From the material below, list every line containing "fish".

=== Section Start ===

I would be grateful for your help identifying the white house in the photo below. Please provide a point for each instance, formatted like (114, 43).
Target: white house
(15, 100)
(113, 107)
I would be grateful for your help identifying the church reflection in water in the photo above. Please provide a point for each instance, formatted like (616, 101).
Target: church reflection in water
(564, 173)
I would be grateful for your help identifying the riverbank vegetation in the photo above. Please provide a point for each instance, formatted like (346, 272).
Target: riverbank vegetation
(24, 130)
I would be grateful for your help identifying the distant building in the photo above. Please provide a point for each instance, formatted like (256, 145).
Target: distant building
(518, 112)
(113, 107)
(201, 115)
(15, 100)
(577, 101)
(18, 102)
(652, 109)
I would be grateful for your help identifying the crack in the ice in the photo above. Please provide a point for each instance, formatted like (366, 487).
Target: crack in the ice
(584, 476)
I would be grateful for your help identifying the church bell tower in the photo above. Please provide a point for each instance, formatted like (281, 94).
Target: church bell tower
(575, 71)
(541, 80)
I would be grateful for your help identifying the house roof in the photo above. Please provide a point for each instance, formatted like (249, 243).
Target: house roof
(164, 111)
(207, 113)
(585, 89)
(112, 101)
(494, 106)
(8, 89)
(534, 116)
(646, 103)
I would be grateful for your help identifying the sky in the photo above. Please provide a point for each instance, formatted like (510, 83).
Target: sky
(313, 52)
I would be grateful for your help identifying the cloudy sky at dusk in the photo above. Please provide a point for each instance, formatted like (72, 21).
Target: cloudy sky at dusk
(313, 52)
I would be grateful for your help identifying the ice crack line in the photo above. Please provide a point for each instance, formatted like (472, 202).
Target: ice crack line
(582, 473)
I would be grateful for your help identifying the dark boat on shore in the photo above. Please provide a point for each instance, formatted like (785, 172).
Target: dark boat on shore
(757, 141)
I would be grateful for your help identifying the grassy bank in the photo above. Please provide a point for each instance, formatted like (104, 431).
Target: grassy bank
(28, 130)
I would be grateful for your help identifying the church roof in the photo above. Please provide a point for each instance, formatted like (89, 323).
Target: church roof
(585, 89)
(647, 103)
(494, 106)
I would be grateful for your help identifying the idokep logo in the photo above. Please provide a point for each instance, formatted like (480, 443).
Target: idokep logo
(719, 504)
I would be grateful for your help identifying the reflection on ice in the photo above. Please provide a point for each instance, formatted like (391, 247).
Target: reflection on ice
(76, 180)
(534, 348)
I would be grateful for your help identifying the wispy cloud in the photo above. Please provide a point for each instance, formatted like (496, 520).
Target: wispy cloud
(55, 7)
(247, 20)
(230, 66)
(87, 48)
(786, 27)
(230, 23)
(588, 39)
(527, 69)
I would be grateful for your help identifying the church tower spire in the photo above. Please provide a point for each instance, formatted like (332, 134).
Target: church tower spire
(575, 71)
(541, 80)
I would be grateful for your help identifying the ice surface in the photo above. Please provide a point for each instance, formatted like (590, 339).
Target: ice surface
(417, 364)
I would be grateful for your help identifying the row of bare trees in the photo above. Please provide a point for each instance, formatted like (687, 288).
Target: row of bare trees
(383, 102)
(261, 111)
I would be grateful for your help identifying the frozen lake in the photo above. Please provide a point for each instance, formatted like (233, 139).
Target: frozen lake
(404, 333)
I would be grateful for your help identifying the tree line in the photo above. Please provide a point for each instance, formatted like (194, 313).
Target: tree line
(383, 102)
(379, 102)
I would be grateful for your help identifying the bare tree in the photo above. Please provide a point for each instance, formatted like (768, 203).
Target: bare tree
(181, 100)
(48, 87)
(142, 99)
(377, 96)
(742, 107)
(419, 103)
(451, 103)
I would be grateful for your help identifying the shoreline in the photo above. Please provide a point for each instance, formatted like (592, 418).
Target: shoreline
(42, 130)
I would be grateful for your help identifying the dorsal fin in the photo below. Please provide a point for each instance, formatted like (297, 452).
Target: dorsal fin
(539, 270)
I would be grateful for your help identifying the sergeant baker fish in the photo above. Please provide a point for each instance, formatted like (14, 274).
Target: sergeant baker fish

=== Section End ===

§ TASK ANSWER
I would be grateful for your help identifying the sergeant baker fish in the photo above. Please provide a point for each instance, formatted like (14, 274).
Target: sergeant baker fish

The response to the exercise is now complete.